EXCERPTED TEXT:
━━━━━━
Given a m x n matrix, if an element is 0, set its entire row and column to 0. Do it in-place.
Example 1:
Input:
[
[1,1,1],
[1,0,1],
[1,1,1]
]
Output:
[
[1,0,1],
[0,0,0],
[1,0,1]
]
Example 2:
Input:
[
[0,1,2,0],
[3,4,5,2],
[1,3,1,5]
]
Output:
[
[0,0,0,0],
[0,4,5,0],
[0,3,1,0]
]
Follow up:
A straight forward solution using O(mn) space is probably a bad idea.
A simple improvement uses O(m + n) space, but still not the best solution.
Could you devise a constant space solution?
- 使用了O(m+n)的空间复杂的
- 优化的话: 空间复杂度 O(2) ,用两个布尔变量就可以解决。方法就是利用数组的首行和首列来记录 0 值。 从数组下标的 A[1][1] 开始遍历,两个布尔值记录首行首列是否需要置0
package leetcode73_SetMatrixZeroes;
import java.util.HashSet;
import java.util.Set;
class Solution {
public void setZeroes(int[][] matrix) {
Set<Integer> xSet = new HashSet<>();
Set<Integer> ySet = new HashSet<>();
for (int i = 0; i < matrix.length; i++) {
for (int j = 0; j < matrix[0].length; j++) {
if (matrix[i][j] == 0) {
xSet.add(i);
ySet.add(j);
break;
}
}
}
for (Integer x : xSet) {
for (int i = 0; i < matrix[0].length; i++) {
matrix[x][i] = 0;
}
}
for (Integer y : ySet) {
for (int i = 0; i < matrix.length; i++) {
matrix[i][y] = 0;
}
}
}
}
━━━━━━
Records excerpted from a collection

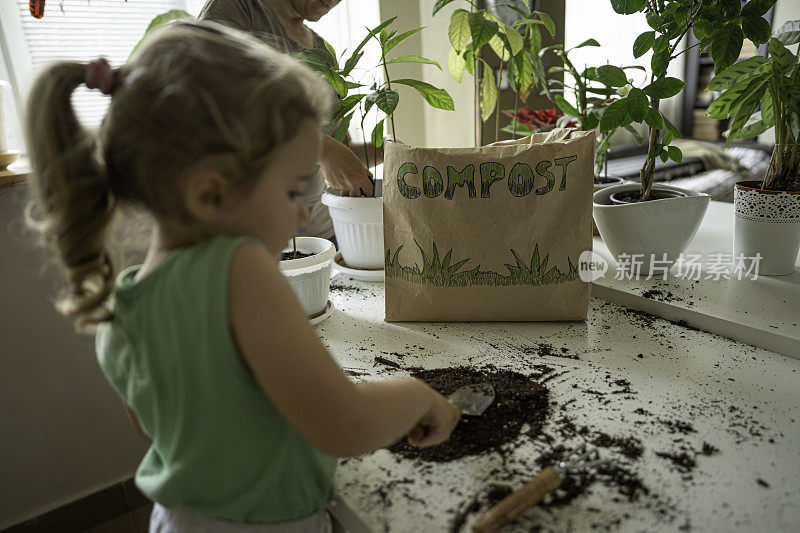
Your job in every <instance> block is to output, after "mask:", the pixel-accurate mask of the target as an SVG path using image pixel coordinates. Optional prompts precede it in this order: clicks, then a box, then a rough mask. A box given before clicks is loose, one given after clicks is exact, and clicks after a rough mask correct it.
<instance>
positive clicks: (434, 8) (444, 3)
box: [431, 0, 453, 15]
mask: <svg viewBox="0 0 800 533" xmlns="http://www.w3.org/2000/svg"><path fill="white" fill-rule="evenodd" d="M452 1H453V0H436V2H435V3H434V4H433V13H431V15H435V14H436V13H438V12H439V10H440V9H442V8H443V7H444V6H446V5H447V4H449V3H450V2H452Z"/></svg>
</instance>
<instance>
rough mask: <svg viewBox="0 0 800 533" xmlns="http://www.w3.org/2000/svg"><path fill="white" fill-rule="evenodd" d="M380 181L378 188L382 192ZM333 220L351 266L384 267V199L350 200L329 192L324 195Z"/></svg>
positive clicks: (336, 234) (325, 203) (373, 267)
mask: <svg viewBox="0 0 800 533" xmlns="http://www.w3.org/2000/svg"><path fill="white" fill-rule="evenodd" d="M380 183H381V182H380V180H379V181H378V182H377V184H376V189H377V190H378V192H380ZM322 203H323V204H325V205H327V206H328V210H329V211H330V214H331V219H333V230H334V231H335V232H336V241H337V242H338V243H339V250H341V252H342V259H344V262H345V263H347V266H350V267H354V268H361V269H369V270H379V269H382V268H383V263H384V258H383V254H384V250H383V198H381V197H380V196H378V197H377V198H366V197H360V198H348V197H344V196H339V194H338V192H336V191H334V190H333V189H328V190H327V191H326V192H325V193H323V195H322Z"/></svg>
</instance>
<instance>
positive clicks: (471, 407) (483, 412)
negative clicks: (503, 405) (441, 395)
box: [408, 383, 494, 440]
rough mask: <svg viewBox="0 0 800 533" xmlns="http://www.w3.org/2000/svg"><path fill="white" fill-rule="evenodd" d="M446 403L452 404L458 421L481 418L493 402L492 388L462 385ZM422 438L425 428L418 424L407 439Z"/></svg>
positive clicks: (492, 392)
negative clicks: (473, 416) (476, 418)
mask: <svg viewBox="0 0 800 533" xmlns="http://www.w3.org/2000/svg"><path fill="white" fill-rule="evenodd" d="M447 401H449V402H450V403H451V404H453V409H455V410H456V412H457V413H458V418H459V420H460V419H461V417H462V416H481V415H482V414H483V413H484V412H485V411H486V409H488V408H489V406H490V405H492V402H493V401H494V387H492V386H491V385H490V384H489V383H475V384H472V385H464V386H463V387H460V388H458V389H457V390H456V391H455V392H454V393H453V394H451V395H450V396H448V397H447ZM424 436H425V427H424V426H422V425H421V424H418V425H416V426H415V427H414V429H412V430H411V432H410V433H409V434H408V439H409V440H419V439H421V438H422V437H424Z"/></svg>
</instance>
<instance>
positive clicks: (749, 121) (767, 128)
mask: <svg viewBox="0 0 800 533" xmlns="http://www.w3.org/2000/svg"><path fill="white" fill-rule="evenodd" d="M771 127H772V126H767V125H766V124H764V122H763V121H762V120H761V115H759V113H758V112H756V113H753V116H751V117H750V120H748V121H747V123H746V124H745V125H744V126H742V128H741V129H740V130H739V131H732V129H730V130H728V131H727V132H726V135H725V136H726V137H727V138H728V139H732V140H736V139H752V138H753V137H758V136H759V135H761V134H762V133H764V132H765V131H767V130H768V129H770V128H771Z"/></svg>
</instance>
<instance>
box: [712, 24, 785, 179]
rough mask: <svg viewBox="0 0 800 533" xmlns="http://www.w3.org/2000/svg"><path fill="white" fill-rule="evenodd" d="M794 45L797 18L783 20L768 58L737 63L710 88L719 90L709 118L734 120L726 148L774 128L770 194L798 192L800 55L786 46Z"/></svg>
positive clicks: (731, 124)
mask: <svg viewBox="0 0 800 533" xmlns="http://www.w3.org/2000/svg"><path fill="white" fill-rule="evenodd" d="M798 42H800V20H795V21H790V22H787V23H786V24H784V25H783V26H782V27H781V28H780V29H779V30H778V31H777V32H776V33H775V36H774V37H772V38H770V40H769V58H764V57H761V56H754V57H750V58H748V59H745V60H744V61H741V62H739V63H735V64H733V65H731V66H729V67H728V68H726V69H725V70H723V71H721V72H720V73H719V74H717V75H716V76H715V77H714V79H712V80H711V82H710V83H709V84H708V89H709V90H711V91H723V92H722V94H721V95H720V96H719V97H718V98H717V99H716V100H714V101H713V102H712V103H711V105H710V106H709V108H708V111H707V113H708V116H710V117H711V118H716V119H727V118H730V119H732V122H731V125H730V128H729V129H728V131H727V132H726V134H725V135H726V137H727V142H726V143H725V146H726V147H727V146H728V145H729V144H730V142H731V141H733V140H734V139H748V138H751V137H755V136H757V135H761V134H762V133H764V132H765V131H767V130H768V129H770V128H775V148H774V149H773V151H772V158H771V159H770V164H769V168H768V169H767V173H766V176H765V177H764V180H763V183H762V188H764V189H768V190H776V191H790V190H800V54H794V53H792V52H791V51H790V50H789V49H787V48H786V47H787V46H789V45H792V44H796V43H798ZM759 107H760V109H759Z"/></svg>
━━━━━━
WHAT THIS TASK INVOLVES: Under "Follow up" in the matrix-zeroing problem text, list every space requirement it names for a solution.

ANSWER SPACE:
- O(mn) space
- O(m + n) space
- constant space